Stressing over Testing: Test anxiety affects students’ success, self-esteem

Stressing+over+Testing%3A+Test+anxiety+affects+students+success%2C+self-esteem

Strategies, practice enable student to manage test anxiety

Palms sweating.

Vision blurring.

Heart rate increasing.

Trouble breathing.

These are all symptoms an anonymous Blue Valley student diagnosed with anxiety has every time she takes a test.

“The worst experience I had with test anxiety was freshman year,” she said. “It was the first math test of the year, and I knew the information like the back of my hand. I suddenly got to a question and became so overwhelmed, I couldn’t even read it. I knew the answer, and I knew how to get it, but the one second of hesitation that I had — where I thought I didn’t know the answer — caused the anxiety attack. I physically could not breathe, I was bawling and I felt horrible. I went up and asked the teacher if I could step out of the room. I didn’t even wait for an answer, I just walked out of the room and tried to calm myself down.”

The student described her highest point of anxiety during testing situations.

“In class, when the teacher is handing out the test is when my anxiety is the worst,” she said. “By then, I’m shaking and trying to calm myself down, but it doesn’t work. This has caused me to forget all the information I learned for the test. It sets me into full-on panic mode. I’m a perfectionist, and so when I know the information and it won’t come to me, it’s so frustrating. Sometimes I just can’t even answer the question because I get so mad at myself.”

Timed tests, she said, make her anxiety even harder to manage.

“Timed tests are worse because if I need to stop and calm down, there is no time for me to do that,” she said. “There’s always the ‘tick, tock’ of the clock in my head. I have to go through a lot of preparation for the ACT, SAT and AP tests, like telling myself that it doesn’t matter, even though I know it does. I just have to keep going. The first 20 minutes of any standardized test, I’m practically shaking. Even if I feel really prepared for a test, it still doesn’t help. I just feel vulnerable.”

After suffering from test anxiety during the AP European History test, she said she had to change her plans for future AP classes.

“Last year, I had such a bad experience in the AP Euro exam that history has a bad taste in my mouth now,” she said. “I opted out of taking [AP U.S. History] this year because my fear was that I wouldn’t have time to study, wouldn’t do well on the AP Test and would be incredibly stressed out all the time, which is how last year was for me.”

She said she was surprised teachers weren’t as sympathetic as she anticipated.

“My teachers don’t act how I expect they would when it comes to test anxiety,” she said. “I’ve asked a few teachers [if I could] step out of the room, and they’ve told me no. When I asked, I was having trouble breathing, so when I was trying to talk, I was sputtering and my face was red. I had visible signs of an anxiety attack. They told me to go sit back down and finish my test.”

The student said her parents weren’t supportive at first.

“Sometimes it’s hard for them to understand what’s going on and realize I can’t control the panic attacks,” she said. “They want me to stop, but they don’t realize that I want to stop, but that I can’t. I think they think I’m faking it or trying to get attention. It took them awhile to understand I wasn’t lying and I wasn’t in control.”

Even after handing in a completed test, she said she still has anxiety.

“I have a frequent fear that I’ve missed an entire page and that I’ll fail the test,” she said. “When I hear people talking about what they put for certain questions in the hall, I get freaked out when they say they answered something differently because I automatically think I’m wrong.”

DATASET RECORDS:

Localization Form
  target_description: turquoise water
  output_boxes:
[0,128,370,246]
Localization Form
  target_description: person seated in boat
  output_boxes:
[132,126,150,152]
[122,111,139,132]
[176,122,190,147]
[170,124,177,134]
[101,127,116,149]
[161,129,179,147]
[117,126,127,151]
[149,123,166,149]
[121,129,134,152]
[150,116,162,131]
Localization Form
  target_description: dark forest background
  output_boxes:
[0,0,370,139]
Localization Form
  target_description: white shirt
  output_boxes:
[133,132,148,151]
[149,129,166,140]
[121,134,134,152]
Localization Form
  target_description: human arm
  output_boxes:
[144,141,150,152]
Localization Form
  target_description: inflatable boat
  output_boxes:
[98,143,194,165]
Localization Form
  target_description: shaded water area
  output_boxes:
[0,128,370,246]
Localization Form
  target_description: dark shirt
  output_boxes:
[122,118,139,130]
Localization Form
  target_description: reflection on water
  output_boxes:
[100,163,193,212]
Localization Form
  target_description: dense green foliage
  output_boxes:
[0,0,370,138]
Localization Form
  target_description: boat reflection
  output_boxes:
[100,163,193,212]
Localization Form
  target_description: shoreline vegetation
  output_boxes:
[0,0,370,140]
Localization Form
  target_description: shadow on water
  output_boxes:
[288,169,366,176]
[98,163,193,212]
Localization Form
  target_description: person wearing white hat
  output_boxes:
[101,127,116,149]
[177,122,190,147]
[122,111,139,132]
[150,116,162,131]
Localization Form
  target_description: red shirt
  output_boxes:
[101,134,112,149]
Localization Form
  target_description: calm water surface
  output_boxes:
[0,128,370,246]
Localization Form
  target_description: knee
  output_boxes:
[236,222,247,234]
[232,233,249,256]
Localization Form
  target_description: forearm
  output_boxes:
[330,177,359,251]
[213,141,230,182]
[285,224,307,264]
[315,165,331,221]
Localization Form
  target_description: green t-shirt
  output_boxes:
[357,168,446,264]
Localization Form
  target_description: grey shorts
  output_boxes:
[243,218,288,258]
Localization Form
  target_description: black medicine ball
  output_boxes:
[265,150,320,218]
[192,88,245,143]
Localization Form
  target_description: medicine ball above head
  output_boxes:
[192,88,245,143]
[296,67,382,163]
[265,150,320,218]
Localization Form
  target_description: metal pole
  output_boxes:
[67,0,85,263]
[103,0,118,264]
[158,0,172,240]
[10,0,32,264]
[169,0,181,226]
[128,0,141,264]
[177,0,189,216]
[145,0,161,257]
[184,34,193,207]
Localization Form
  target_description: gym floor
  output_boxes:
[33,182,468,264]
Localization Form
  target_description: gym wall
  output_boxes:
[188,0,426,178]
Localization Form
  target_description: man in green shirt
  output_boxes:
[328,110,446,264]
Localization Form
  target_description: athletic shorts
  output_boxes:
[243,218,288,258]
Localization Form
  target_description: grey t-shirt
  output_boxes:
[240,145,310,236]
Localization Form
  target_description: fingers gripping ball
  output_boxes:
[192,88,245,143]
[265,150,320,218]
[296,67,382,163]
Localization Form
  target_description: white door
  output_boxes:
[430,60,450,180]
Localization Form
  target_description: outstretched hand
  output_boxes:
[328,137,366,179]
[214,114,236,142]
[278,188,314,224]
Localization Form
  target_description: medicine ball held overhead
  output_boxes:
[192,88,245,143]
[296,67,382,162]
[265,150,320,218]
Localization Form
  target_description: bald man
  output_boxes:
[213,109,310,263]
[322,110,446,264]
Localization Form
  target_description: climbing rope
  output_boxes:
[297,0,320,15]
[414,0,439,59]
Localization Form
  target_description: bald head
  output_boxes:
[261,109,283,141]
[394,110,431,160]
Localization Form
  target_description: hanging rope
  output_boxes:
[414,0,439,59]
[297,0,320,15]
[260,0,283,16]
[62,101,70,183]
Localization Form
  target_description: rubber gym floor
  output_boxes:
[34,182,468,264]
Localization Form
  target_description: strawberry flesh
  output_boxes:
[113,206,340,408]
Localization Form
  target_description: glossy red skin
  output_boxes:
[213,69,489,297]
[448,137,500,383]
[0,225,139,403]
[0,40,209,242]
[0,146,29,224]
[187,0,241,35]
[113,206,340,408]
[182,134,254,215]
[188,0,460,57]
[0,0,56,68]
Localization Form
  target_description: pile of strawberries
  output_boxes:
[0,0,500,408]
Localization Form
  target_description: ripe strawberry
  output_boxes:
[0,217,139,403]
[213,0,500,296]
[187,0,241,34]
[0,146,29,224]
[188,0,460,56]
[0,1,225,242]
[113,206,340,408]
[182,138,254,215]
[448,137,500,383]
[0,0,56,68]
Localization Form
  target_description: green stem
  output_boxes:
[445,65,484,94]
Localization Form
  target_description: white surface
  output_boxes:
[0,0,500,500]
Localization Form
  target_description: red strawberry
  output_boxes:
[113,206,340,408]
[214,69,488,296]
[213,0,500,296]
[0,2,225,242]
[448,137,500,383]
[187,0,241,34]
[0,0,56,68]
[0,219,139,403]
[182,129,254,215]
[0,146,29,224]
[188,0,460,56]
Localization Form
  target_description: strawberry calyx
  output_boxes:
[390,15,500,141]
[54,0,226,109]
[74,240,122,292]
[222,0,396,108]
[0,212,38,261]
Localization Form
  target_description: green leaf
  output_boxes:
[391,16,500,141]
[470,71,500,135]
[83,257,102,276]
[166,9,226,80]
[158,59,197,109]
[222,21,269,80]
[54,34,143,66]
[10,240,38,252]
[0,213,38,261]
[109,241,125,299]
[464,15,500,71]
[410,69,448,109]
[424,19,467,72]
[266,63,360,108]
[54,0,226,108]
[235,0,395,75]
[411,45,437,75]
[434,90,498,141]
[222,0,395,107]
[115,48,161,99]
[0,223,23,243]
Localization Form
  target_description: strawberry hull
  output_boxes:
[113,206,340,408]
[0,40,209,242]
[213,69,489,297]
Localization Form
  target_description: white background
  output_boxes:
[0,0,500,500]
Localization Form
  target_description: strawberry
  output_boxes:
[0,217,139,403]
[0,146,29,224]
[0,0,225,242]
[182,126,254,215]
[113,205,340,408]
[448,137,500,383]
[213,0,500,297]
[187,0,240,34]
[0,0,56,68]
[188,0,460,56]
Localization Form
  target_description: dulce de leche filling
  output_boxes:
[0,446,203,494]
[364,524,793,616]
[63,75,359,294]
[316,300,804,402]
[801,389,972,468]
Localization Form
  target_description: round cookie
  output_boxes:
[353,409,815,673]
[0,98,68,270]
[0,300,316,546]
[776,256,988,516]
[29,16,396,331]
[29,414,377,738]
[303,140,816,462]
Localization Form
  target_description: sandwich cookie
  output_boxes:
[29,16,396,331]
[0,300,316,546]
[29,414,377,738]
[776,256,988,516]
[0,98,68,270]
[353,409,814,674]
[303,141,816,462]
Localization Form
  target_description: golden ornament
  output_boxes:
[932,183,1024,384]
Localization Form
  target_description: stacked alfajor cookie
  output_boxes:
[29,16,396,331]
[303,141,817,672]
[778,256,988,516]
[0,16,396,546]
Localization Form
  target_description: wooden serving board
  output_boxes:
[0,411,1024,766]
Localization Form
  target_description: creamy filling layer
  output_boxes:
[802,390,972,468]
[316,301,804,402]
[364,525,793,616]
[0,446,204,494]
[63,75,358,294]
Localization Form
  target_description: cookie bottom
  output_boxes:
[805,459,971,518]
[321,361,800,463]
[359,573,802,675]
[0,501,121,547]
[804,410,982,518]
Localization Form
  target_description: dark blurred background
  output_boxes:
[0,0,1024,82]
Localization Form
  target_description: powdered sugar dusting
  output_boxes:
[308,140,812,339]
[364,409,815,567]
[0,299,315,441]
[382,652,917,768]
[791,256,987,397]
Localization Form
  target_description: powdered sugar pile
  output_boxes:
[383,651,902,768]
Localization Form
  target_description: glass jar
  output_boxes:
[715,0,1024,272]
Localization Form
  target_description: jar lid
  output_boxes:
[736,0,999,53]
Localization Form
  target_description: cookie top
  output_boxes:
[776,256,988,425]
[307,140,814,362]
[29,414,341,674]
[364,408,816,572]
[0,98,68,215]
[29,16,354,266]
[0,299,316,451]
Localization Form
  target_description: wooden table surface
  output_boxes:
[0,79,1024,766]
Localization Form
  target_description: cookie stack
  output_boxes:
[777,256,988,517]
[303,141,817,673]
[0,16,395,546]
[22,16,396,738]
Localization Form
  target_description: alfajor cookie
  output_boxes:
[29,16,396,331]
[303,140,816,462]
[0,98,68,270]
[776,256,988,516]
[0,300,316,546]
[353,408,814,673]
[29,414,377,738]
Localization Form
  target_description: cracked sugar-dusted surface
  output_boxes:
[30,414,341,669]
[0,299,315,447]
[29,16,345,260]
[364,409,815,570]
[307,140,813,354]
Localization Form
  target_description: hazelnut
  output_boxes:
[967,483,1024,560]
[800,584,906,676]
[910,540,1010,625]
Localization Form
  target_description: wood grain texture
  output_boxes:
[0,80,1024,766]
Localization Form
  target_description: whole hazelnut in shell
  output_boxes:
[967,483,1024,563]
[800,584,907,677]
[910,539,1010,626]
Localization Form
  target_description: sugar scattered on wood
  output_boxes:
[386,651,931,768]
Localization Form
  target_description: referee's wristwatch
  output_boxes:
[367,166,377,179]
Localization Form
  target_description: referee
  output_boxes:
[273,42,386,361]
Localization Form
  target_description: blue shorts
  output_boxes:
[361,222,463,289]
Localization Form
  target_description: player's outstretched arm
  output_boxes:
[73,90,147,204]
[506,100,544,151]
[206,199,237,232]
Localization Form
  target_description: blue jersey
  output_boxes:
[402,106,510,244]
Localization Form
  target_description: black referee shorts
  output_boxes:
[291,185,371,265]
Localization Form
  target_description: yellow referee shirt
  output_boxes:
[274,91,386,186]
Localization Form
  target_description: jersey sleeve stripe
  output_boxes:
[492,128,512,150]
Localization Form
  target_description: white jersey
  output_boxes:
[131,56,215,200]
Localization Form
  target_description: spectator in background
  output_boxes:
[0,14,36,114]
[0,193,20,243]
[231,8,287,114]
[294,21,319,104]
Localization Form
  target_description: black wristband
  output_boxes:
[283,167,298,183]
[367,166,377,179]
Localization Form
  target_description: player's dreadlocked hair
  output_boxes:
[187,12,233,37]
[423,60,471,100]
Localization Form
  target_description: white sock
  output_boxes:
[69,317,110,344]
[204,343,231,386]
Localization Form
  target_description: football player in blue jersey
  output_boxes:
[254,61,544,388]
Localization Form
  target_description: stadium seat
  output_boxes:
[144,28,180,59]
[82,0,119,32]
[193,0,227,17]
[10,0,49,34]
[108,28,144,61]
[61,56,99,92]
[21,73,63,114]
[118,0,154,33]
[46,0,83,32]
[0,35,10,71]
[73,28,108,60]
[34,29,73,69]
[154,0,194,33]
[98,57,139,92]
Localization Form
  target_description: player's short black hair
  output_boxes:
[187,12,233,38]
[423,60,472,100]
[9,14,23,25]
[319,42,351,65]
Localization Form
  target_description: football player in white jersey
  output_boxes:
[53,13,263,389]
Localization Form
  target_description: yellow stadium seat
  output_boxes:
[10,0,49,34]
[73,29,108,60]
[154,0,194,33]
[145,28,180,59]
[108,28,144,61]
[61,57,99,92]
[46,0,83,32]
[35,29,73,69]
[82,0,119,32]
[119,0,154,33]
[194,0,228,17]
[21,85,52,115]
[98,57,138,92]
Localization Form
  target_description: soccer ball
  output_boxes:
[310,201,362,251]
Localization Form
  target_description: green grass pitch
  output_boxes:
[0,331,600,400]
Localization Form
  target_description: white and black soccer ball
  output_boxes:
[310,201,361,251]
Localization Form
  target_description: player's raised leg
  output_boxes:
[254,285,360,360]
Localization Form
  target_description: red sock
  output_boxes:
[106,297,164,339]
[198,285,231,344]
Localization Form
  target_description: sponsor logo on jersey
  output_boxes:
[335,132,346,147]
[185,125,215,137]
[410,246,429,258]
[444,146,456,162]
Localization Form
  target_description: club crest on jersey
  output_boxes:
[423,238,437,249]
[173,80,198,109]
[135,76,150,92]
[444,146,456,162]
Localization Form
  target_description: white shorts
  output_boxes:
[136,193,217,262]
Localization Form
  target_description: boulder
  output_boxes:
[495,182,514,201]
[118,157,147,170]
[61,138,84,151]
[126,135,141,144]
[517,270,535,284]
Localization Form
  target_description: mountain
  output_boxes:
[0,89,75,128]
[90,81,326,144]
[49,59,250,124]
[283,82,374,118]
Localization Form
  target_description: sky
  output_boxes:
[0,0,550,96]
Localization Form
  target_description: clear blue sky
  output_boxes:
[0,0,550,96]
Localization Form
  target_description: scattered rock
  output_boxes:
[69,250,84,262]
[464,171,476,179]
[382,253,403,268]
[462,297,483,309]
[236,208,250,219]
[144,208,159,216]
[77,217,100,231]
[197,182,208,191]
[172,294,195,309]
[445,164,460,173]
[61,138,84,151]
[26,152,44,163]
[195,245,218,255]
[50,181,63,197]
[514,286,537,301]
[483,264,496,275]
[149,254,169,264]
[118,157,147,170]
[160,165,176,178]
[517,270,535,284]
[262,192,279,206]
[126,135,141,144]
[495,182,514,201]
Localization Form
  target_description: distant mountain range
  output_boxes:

EXERCISE OBJECTIVE:
Duplicate the test anxiety article above, everything from "Timed tests, she" down to "future AP classes.".

OUTPUT OF THE TASK:
Timed tests, she said, make her anxiety even harder to manage.

“Timed tests are worse because if I need to stop and calm down, there is no time for me to do that,” she said. “There’s always the ‘tick, tock’ of the clock in my head. I have to go through a lot of preparation for the ACT, SAT and AP tests, like telling myself that it doesn’t matter, even though I know it does. I just have to keep going. The first 20 minutes of any standardized test, I’m practically shaking. Even if I feel really prepared for a test, it still doesn’t help. I just feel vulnerable.”

After suffering from test anxiety during the AP European History test, she said she had to change her plans for future AP classes.